3.4. Der Berufung ist auch keine gesetzmäßig ausgeführte Rechtsrüge zu entnehmen.
Die gesetzmäßige Ausführung des Rechtsmittelgrundes der unrichtigen rechtlichen Beurteilung erfordert nämlich die Darlegung, aus welchen Gründen die rechtliche Beurteilung der Sache unrichtig erscheint. Die bloße, in verschiedenen Formulierungen ausgedrückte, auch begründungslos bleibende Behauptung, es sei eine unrichtige rechtliche Beurteilung vorgelegen, genügt nicht (vgl Kodek in Rechberger/Klicka, ZPO 5 § 471 ZPO Rz 16 mwN; RIS-Justiz RS0043603). Eine Rechtsrüge ist nicht gesetzmäßig ausgeführt, wenn sie sich darauf beschränkt, allgemein die Unrichtigkeit der erstinstanzlichen rechtlichen Beurteilung zu behaupten, ohne dies (nachvollziehbar) zu konkretisieren (vgl RIS-Justiz RS0043603 [T12]; 2 Ob 84/12k). Wird die Rechtsrüge nicht gesetzmäßig ausgeführt, was insbesondere auch dann zutrifft, wenn der Rechtsmittelwerber - wie hier - nicht von den getroffenen Feststellungen ausgeht, dann liegt in Wahrheit keine Rechtsrüge vor, sodass die rechtliche Beurteilung des Ersturteiles nicht überprüft werden darf ( Kodek aaO mwN).

Bereitgestellte Einträge
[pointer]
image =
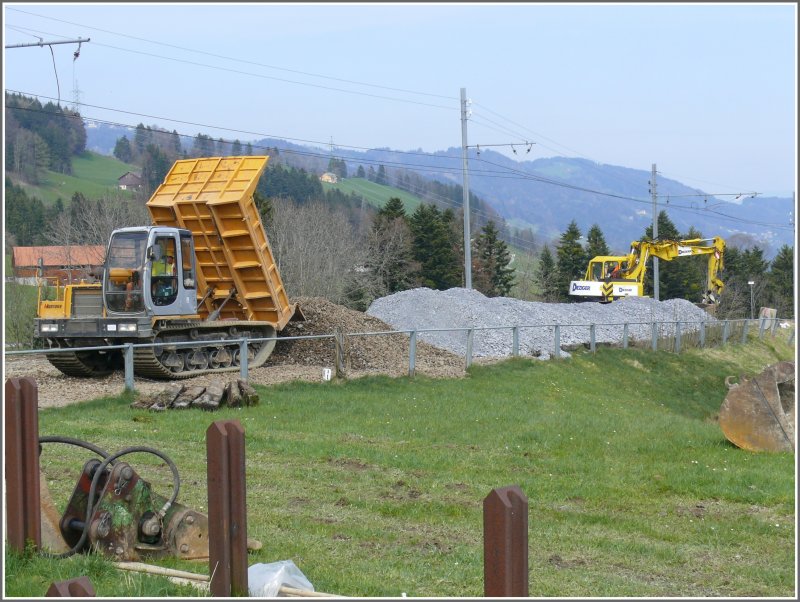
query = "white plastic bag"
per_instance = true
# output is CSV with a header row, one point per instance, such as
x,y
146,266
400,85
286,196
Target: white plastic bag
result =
x,y
265,580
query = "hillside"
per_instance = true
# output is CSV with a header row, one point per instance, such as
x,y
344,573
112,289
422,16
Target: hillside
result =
x,y
95,176
374,194
547,193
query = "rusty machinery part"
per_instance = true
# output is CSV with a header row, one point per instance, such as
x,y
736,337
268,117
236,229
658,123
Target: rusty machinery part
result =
x,y
758,413
97,522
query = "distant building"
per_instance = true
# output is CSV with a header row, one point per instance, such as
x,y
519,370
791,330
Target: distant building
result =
x,y
70,264
130,180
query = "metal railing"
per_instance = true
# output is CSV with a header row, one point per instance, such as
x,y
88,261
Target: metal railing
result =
x,y
671,336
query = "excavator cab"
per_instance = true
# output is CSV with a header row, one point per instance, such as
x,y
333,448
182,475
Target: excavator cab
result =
x,y
150,271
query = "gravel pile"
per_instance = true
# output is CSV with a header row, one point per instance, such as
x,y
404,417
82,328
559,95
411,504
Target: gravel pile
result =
x,y
424,308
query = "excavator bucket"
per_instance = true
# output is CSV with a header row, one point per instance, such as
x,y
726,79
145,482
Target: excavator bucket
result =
x,y
758,413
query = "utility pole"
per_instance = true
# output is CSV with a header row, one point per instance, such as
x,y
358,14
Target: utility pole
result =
x,y
467,244
655,230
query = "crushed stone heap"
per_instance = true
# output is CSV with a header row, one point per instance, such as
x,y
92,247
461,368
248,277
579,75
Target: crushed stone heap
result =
x,y
424,308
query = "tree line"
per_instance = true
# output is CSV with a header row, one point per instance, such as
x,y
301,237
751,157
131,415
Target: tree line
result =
x,y
772,286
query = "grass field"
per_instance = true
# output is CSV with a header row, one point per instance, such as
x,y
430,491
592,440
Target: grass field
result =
x,y
374,487
95,176
375,194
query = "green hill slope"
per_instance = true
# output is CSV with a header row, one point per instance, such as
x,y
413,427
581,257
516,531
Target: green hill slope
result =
x,y
94,176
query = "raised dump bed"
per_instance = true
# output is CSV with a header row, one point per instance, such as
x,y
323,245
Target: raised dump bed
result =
x,y
213,198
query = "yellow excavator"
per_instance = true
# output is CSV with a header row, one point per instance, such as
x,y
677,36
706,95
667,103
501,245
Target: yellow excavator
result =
x,y
610,277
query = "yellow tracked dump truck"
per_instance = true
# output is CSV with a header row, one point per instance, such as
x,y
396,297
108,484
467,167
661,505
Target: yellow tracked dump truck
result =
x,y
610,277
202,273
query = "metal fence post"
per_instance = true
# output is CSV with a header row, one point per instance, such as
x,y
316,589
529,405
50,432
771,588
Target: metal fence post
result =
x,y
412,353
468,354
557,340
243,359
515,342
23,497
129,366
505,543
227,509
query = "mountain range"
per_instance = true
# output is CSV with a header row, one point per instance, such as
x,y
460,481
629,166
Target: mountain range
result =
x,y
545,194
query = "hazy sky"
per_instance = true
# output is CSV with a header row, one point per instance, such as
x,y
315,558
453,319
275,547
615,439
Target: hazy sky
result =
x,y
707,92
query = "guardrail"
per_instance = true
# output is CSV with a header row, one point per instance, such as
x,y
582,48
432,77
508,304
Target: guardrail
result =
x,y
672,336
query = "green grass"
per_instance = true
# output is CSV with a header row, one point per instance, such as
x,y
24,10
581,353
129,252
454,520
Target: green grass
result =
x,y
374,487
95,176
375,194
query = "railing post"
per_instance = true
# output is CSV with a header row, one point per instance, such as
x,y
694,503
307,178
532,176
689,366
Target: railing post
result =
x,y
412,353
505,543
227,509
515,342
468,354
243,359
129,366
557,340
23,497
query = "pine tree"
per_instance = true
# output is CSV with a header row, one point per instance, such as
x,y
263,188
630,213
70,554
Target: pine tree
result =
x,y
435,247
547,276
570,259
492,274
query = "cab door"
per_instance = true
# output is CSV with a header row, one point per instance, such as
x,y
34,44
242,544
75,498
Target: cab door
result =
x,y
172,286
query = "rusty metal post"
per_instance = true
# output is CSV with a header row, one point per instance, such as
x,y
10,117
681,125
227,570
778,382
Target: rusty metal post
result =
x,y
505,543
80,587
412,353
227,509
23,499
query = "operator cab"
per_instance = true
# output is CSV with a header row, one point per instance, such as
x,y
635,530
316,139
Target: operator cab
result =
x,y
150,271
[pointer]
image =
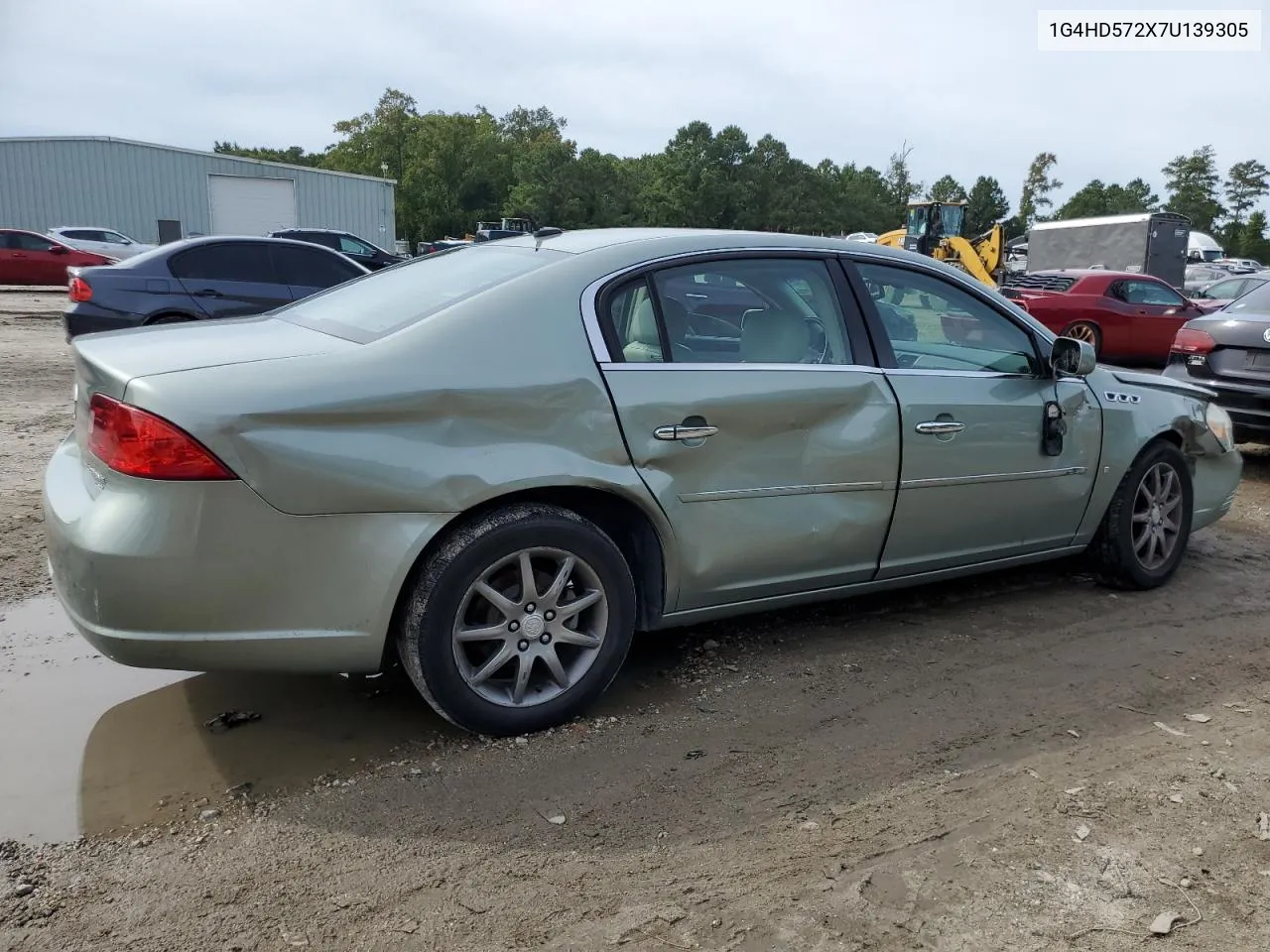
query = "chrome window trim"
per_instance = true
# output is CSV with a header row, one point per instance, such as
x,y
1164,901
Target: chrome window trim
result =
x,y
613,366
590,294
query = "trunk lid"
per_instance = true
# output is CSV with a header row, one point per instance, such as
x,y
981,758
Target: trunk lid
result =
x,y
105,363
1242,347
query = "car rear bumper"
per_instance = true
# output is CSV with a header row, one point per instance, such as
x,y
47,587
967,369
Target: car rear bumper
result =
x,y
1247,404
199,576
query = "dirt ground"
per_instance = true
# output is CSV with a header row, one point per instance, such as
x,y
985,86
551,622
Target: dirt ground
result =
x,y
1026,762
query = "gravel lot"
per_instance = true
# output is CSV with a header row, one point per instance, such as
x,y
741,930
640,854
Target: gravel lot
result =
x,y
970,767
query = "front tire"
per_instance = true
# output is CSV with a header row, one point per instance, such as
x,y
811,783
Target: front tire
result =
x,y
1147,526
1086,331
520,621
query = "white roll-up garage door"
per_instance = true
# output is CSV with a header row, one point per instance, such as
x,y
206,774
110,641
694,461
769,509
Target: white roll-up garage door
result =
x,y
250,206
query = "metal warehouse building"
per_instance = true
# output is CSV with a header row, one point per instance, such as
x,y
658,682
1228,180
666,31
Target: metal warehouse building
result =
x,y
163,193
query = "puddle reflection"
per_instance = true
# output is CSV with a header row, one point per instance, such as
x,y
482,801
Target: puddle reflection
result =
x,y
90,746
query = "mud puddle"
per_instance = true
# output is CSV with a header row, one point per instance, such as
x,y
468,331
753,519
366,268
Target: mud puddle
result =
x,y
90,747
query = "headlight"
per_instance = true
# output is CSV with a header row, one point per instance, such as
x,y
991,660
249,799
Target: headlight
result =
x,y
1218,422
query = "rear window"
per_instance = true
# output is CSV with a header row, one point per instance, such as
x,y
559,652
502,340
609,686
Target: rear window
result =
x,y
1056,284
384,302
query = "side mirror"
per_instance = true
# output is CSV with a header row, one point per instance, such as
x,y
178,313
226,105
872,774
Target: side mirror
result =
x,y
1072,358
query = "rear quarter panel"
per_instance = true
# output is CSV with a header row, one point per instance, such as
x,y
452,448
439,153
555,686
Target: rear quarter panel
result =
x,y
494,395
1128,426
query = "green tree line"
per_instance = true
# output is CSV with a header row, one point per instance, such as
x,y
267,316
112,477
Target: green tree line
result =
x,y
454,169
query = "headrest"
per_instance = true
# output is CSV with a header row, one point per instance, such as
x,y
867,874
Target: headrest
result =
x,y
643,329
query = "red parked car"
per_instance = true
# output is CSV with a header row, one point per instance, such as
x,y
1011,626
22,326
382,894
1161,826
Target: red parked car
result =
x,y
1127,317
27,258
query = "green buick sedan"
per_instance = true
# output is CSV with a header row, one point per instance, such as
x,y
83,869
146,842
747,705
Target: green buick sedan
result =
x,y
492,466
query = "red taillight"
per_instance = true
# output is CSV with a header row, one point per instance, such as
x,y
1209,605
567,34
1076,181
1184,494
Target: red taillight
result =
x,y
137,443
1193,341
80,291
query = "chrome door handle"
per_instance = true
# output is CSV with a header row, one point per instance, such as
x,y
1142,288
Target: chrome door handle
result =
x,y
940,428
681,431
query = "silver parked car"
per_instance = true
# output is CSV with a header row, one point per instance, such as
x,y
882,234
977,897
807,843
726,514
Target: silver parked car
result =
x,y
500,461
104,241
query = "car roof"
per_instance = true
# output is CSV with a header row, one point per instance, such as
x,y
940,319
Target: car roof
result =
x,y
1097,272
644,241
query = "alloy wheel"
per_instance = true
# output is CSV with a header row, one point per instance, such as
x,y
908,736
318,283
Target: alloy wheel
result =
x,y
530,627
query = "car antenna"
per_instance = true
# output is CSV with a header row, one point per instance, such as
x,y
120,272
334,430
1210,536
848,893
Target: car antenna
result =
x,y
545,232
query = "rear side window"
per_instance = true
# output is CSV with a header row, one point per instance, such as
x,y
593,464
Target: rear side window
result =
x,y
226,262
353,246
312,268
1256,301
30,243
384,302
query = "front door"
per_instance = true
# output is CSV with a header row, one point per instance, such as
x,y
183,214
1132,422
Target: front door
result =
x,y
774,453
36,261
1152,313
975,484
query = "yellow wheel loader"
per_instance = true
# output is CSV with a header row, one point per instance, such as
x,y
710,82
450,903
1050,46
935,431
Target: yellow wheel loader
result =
x,y
935,229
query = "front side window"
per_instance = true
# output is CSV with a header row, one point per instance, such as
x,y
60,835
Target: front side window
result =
x,y
377,304
225,262
733,311
933,324
312,268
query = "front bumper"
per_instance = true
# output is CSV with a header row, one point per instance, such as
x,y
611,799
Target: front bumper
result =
x,y
1247,404
200,576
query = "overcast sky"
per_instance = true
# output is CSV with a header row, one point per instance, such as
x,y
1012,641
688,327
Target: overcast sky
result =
x,y
849,80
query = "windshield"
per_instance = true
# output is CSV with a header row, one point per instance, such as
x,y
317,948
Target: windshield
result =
x,y
952,217
386,301
1256,301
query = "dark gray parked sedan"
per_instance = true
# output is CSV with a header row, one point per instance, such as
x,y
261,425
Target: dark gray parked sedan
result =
x,y
199,278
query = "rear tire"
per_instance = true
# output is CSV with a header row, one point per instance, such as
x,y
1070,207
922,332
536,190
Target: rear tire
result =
x,y
169,318
1147,526
494,655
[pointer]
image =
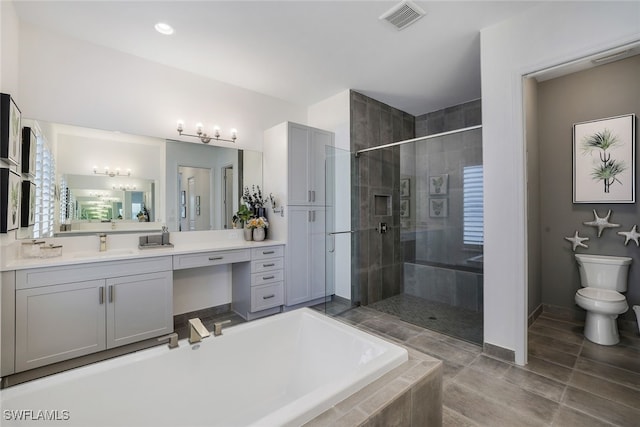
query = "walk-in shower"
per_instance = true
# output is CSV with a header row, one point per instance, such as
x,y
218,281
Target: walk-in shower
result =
x,y
418,237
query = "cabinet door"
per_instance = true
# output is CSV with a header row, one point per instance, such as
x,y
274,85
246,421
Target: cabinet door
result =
x,y
317,253
59,322
298,165
297,285
317,155
139,307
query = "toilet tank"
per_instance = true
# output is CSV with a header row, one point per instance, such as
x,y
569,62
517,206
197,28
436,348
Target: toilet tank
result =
x,y
603,272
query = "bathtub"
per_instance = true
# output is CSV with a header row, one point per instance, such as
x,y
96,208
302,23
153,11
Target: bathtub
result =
x,y
282,370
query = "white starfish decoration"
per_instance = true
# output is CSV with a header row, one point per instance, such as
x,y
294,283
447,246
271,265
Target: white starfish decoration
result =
x,y
630,235
577,241
601,223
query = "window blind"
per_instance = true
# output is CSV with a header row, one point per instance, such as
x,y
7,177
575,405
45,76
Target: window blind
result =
x,y
473,206
45,190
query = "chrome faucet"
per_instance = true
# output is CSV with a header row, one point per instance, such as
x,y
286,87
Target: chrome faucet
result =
x,y
103,242
217,327
197,331
172,340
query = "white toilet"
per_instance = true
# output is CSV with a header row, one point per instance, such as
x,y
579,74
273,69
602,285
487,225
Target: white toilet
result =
x,y
602,278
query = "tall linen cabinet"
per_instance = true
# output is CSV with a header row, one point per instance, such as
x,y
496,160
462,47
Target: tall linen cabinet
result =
x,y
294,172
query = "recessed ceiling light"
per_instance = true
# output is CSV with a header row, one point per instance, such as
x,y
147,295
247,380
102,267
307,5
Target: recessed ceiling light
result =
x,y
163,28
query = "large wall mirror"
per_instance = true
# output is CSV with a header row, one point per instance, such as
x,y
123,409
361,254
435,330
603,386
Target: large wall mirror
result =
x,y
115,182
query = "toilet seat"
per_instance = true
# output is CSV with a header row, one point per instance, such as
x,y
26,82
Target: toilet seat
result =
x,y
604,295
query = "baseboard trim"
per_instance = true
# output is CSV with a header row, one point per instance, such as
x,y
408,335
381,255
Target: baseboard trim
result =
x,y
534,315
499,352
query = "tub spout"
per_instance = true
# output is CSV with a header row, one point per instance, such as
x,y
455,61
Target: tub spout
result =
x,y
197,331
217,327
172,340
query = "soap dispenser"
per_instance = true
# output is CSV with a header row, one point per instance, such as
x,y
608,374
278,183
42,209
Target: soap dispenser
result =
x,y
165,235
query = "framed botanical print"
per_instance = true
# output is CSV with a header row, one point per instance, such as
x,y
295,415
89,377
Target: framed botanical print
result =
x,y
404,208
604,160
438,184
405,187
10,130
438,208
28,205
9,200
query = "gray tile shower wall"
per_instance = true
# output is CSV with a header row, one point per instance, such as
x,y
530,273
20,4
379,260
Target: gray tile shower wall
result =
x,y
377,271
456,117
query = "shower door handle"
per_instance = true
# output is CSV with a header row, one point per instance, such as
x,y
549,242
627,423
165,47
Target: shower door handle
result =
x,y
333,238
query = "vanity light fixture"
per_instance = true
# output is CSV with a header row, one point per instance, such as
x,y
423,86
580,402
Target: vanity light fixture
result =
x,y
127,187
204,137
111,173
164,28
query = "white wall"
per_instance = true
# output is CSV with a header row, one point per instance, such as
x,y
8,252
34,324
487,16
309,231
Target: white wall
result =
x,y
9,41
70,81
333,114
547,35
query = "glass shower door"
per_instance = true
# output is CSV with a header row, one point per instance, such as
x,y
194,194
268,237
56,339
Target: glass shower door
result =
x,y
338,231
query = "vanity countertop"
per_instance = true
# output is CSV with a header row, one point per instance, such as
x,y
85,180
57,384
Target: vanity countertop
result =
x,y
183,243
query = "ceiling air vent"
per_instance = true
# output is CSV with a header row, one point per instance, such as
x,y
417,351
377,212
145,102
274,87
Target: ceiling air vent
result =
x,y
403,14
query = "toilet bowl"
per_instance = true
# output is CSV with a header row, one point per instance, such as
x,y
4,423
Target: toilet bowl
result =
x,y
603,279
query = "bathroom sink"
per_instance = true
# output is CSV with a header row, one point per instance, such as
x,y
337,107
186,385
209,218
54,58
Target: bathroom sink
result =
x,y
107,254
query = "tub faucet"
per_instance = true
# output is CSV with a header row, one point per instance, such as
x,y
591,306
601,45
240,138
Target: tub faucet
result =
x,y
217,327
103,242
197,331
172,340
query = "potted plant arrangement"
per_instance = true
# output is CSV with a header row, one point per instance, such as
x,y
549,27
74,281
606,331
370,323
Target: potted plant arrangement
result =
x,y
259,226
241,219
255,200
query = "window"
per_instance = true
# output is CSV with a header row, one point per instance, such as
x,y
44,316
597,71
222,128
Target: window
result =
x,y
45,190
473,208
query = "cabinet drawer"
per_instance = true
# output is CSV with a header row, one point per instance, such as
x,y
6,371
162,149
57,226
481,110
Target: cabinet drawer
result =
x,y
210,258
267,252
35,277
267,296
267,277
267,265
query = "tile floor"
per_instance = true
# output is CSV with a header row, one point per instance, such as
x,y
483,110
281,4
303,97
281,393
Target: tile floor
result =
x,y
569,381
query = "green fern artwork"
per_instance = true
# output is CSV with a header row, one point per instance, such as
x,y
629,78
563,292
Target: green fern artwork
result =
x,y
607,169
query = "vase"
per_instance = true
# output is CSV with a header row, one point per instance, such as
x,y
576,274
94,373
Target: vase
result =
x,y
259,234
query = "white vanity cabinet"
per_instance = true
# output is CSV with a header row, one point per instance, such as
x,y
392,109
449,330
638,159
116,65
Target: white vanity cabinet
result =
x,y
294,171
258,286
68,311
305,164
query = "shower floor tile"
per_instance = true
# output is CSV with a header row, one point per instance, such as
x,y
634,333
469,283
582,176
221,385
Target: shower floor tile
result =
x,y
457,322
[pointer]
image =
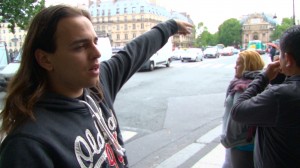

Aufgabenstellung
1. Nenne alle Literatur- und Rechtsprechungsnachweise, die im Auszug zur Rechtsrüge angeführt werden, in der Reihenfolge ihres Auftretens.
2. Schreibe den Auszug zur Rechtsrüge im Anschluss an seinen letzten Satz weiter.
Die Auflistung ist hierfür ohne Belang.

Lösungen
1.
1. Kodek in Rechberger/Klicka, ZPO 5 § 471 ZPO Rz 16 mwN
2. RIS-Justiz RS0043603
3. RIS-Justiz RS0043603 [T12]
4. 2 Ob 84/12k
5. Kodek aaO mwN

2.
Eine gesetzmäßige Ausführung des Rechtsmittelgrunds der unrichtigen rechtlichen Beurteilung liegt in mehrfacher Hinsicht nicht vor. Zum einen geht der Berufungswerber nicht von den getroffenen Feststellungen aus. Zum anderen setzt er sich mit der rechtlichen Beurteilung des angefochtenen Urteils nicht ausreichend substantiiert auseinander.
Der Rechtsrüge ist zusammengefasst entgegenzuhalten, dass das Erstgericht - vom Kläger nicht oder zumindest nicht gesetzmäßig bekämpft - festgestellt hat, dass der Kläger mit seinem medizinischen Kalkül weiterhin juristische Angestelltentätigkeiten, etwa als Jurist in Wirtschaftsunternehmen, eingeschränkt auf Arbeiten unter üblichen akustischen Umgebungsbedingungen verrichten kann und es für derartige Tätigkeiten auf dem gesamtösterreichischen Arbeitsmarkt jedenfalls mehr als 100 Arbeitsplätze gibt. Ausgehend von dieser Feststellung ist das Erstgericht zu Recht zu dem Ergebnis gekommen, dass beim Kläger keine Berufsunfähigkeit im Sinn des § 273 Abs 1 ASVG vorliegt.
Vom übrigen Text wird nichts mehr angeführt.